Excerpt from a dataset

-- START --

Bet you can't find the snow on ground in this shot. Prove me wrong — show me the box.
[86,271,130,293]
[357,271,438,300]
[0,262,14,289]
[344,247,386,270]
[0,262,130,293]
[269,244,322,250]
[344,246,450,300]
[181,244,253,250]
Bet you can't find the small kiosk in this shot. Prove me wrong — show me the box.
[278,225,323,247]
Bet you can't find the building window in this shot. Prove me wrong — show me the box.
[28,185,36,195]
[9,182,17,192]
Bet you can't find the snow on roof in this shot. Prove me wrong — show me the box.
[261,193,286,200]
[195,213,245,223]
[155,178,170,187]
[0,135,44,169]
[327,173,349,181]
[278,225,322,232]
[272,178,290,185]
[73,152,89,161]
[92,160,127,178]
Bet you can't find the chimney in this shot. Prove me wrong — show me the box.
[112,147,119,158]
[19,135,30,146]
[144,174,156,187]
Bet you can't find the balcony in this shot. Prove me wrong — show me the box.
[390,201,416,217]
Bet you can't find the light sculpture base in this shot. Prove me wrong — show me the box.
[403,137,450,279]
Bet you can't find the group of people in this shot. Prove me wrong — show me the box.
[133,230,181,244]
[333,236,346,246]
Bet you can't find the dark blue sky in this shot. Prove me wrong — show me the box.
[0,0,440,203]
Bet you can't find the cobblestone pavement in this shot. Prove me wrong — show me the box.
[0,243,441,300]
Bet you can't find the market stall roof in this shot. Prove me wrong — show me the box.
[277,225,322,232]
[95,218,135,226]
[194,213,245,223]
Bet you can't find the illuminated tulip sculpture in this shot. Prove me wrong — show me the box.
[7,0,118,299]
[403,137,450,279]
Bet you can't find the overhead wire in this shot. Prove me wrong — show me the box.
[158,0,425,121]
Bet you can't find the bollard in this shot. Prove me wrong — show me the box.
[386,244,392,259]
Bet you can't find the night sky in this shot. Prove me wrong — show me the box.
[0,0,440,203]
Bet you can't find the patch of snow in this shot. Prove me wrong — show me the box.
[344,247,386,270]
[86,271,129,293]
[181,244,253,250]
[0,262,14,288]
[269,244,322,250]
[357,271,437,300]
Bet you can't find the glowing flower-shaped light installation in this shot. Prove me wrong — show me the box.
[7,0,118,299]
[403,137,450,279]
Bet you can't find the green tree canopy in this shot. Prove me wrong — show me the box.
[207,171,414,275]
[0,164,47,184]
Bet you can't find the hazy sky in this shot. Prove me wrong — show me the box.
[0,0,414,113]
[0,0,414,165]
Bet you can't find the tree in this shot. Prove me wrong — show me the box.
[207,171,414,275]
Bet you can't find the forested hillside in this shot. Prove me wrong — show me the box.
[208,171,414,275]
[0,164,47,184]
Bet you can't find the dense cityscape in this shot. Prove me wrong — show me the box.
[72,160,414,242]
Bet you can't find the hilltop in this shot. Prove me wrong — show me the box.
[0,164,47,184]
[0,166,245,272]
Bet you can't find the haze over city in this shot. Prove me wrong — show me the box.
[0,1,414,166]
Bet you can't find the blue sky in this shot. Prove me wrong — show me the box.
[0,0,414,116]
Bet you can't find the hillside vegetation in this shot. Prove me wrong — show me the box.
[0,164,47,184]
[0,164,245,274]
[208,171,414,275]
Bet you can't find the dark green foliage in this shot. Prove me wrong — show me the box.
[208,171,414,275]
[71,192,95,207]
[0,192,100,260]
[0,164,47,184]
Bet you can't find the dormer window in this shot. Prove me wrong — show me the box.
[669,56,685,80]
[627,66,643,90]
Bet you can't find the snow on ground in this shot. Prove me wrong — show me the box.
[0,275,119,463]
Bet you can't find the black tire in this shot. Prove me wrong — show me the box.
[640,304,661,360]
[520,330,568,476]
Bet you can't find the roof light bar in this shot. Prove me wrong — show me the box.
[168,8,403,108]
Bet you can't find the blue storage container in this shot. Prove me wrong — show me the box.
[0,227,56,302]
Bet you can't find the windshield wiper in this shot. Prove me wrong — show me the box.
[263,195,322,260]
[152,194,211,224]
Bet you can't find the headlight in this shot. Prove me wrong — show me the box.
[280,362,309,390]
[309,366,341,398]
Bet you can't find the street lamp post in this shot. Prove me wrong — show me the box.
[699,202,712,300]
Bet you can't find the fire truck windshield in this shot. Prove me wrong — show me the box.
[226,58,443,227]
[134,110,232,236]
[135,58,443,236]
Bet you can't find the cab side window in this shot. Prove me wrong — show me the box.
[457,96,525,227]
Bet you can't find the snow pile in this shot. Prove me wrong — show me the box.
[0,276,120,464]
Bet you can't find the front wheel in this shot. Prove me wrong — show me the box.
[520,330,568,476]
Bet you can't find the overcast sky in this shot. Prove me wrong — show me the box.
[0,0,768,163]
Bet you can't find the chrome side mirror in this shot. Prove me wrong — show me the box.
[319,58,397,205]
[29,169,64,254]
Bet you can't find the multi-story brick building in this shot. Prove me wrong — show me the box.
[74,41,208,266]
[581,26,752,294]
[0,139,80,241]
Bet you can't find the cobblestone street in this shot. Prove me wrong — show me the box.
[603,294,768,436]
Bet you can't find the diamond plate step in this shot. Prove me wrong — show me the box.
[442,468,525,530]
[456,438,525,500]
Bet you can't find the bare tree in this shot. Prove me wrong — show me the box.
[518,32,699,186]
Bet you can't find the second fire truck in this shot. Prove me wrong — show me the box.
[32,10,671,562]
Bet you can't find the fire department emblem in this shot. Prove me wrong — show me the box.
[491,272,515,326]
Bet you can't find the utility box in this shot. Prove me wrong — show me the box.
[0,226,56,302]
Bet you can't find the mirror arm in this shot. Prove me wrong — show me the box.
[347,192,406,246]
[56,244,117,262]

-- END --

Copy the lines of the records from the one containing "Bet you can't find the overcast" through the one containing "[0,226,56,302]", both included, reproducing them verbatim.

### Solution for this task
Bet you can't find the overcast sky in this shot. Prove me wrong — show me the box.
[0,0,768,163]
Bet you can't find the chrome side mirror in this shot. Prove me wrong — show me the box.
[319,58,397,205]
[29,169,64,254]
Bet you can't find the multi-story brick building in this shot. Prove me wrong — show me the box.
[74,41,208,266]
[581,26,752,294]
[0,139,80,241]
Bet you can't find the cobblestone street in this shot. Prove me wrong — show me the box.
[603,294,768,436]
Bet you can't find the diamond plate step in this shot. Prove me wrong — show me the box.
[442,468,525,530]
[456,438,525,500]
Bet you can't find the bare tree in this shot. Prove me wrong — show me the box.
[518,32,699,186]
Bet you can't find the second fire truck in this shot. Prove me wrong — show me the box.
[32,10,671,562]
Bet you can't find the fire department emblem in this shot. Prove me wrong — show me the box.
[491,272,515,326]
Bet you can't find the utility box in this shot. Prove me wrong — show me the box.
[0,226,56,302]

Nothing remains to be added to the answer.